● **PASSAGE PROVIDED**:
________________________
Part of being a compassionate companion to someone who has survived trauma is an awareness of the far reaching effects trauma can have on a human being. Regardless of the type of trauma experienced, the whole of a person is affected. This makes companioning a survivor a unique case. One of the difficult things about trauma compared to other “issues” we may face in spiritual direction, is that we are not only dealing with relational or emotional wounds. Even if the person has never been physically harmed we are dealing with damaged biological systems, so we must incorporate their biology into the direction experience. It is helpful to have an understanding of the physical responses people have to trauma both so that we can offer appropriate and helpful disciplines as needed, but also so that we can carefully navigate those physical aspects of the spiritual life that may be under strain.
________________________
● **DATA TO EXAMINE**:
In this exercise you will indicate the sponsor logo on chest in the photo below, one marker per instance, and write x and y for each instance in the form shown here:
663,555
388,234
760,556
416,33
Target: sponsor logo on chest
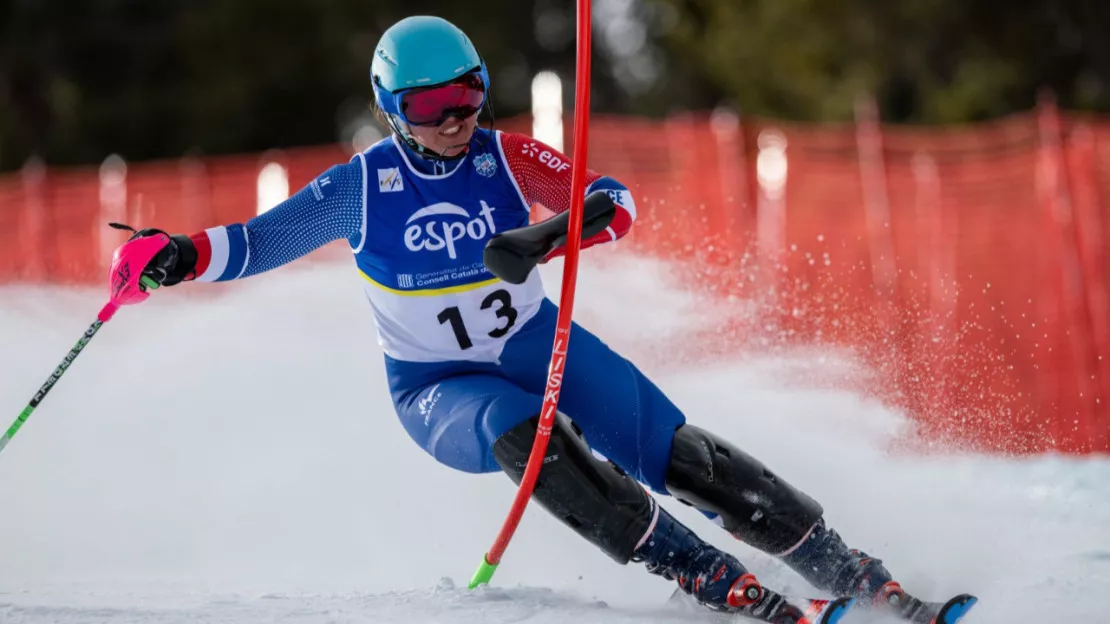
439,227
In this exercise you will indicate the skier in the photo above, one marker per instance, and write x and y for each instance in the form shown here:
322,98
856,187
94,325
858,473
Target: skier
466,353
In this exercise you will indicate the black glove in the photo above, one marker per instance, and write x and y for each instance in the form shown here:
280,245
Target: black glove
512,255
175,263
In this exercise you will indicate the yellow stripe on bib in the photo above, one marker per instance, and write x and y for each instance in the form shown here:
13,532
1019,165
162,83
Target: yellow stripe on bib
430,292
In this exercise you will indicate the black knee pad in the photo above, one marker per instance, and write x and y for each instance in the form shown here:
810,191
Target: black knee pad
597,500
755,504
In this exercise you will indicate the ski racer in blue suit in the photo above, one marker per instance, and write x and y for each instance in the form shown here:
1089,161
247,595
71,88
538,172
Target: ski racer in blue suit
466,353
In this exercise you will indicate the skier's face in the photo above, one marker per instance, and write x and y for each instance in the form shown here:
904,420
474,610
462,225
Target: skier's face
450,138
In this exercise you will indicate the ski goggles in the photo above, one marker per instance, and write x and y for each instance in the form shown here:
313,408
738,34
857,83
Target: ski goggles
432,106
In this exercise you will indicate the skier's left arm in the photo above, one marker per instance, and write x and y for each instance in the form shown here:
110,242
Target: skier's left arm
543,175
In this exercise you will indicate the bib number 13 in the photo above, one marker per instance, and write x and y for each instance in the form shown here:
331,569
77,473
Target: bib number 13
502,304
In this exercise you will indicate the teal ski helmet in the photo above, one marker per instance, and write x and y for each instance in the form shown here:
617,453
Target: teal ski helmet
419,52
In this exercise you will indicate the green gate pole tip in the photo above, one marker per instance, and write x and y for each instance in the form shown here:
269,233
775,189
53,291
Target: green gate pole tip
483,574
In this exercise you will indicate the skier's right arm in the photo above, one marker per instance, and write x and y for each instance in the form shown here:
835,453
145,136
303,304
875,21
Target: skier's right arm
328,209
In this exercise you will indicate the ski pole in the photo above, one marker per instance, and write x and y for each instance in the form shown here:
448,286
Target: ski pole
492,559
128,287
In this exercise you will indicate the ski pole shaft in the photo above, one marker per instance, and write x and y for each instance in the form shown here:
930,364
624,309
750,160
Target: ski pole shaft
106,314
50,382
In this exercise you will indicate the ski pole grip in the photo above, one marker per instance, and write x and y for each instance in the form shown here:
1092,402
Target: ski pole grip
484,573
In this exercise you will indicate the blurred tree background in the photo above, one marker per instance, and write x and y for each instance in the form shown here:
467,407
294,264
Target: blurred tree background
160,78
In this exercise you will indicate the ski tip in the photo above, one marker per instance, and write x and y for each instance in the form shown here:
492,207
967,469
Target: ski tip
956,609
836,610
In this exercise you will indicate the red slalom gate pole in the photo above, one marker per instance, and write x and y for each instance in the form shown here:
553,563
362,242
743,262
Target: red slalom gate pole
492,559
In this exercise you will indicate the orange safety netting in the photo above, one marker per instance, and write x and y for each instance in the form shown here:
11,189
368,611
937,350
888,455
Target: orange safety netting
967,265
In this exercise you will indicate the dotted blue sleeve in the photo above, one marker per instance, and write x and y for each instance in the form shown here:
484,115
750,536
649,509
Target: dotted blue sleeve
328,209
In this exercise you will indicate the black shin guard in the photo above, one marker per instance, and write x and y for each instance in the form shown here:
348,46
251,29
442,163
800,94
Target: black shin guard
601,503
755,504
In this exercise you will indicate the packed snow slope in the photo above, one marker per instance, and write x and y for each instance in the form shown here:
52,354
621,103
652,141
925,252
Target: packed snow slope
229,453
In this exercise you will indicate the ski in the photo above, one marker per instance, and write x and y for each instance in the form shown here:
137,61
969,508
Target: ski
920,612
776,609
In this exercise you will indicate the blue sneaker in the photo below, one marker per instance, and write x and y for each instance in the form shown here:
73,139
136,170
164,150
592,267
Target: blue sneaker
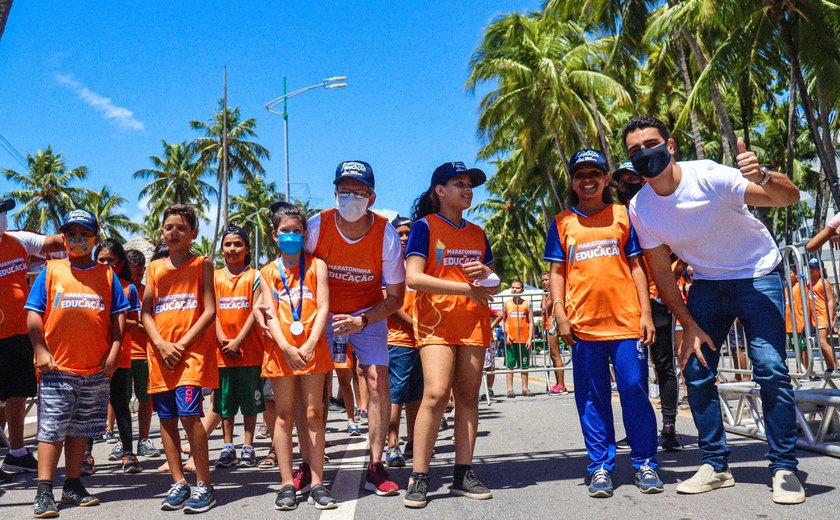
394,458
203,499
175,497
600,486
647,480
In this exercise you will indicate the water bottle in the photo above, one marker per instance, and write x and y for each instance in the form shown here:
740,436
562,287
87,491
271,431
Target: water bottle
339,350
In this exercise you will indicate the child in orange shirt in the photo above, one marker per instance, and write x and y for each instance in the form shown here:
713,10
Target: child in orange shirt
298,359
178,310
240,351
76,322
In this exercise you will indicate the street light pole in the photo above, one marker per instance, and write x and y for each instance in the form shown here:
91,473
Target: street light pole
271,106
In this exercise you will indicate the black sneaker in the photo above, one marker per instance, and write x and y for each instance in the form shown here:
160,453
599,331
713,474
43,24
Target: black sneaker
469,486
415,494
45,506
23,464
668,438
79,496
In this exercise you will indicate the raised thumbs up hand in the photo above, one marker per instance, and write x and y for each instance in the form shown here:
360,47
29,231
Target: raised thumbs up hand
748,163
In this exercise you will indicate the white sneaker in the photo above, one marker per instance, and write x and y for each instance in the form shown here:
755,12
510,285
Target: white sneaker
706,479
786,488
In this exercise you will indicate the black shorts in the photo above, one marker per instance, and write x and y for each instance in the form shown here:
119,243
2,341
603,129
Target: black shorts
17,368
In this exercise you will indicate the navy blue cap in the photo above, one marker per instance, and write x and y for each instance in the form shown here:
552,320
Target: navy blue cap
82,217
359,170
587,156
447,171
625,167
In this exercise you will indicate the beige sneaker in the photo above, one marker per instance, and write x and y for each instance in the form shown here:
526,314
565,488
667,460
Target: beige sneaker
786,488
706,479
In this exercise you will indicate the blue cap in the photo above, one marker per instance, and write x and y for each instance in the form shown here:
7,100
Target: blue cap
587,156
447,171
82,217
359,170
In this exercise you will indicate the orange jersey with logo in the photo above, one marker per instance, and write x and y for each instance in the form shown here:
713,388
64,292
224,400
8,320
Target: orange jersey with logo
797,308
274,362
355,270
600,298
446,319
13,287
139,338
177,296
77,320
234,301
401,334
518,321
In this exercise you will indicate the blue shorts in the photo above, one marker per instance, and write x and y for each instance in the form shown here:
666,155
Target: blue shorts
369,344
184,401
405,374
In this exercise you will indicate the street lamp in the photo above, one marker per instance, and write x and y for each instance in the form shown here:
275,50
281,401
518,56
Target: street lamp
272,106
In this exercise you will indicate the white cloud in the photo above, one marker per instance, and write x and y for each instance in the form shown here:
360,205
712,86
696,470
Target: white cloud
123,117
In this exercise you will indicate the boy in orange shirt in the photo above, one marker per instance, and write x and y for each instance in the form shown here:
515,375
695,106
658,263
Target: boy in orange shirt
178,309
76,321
________________________
In the passage on trauma survivors, what must a spiritual director deal with even when the person has never been physically harmed? These lines have no connection to the passage on trauma survivors.

Damaged biological systems.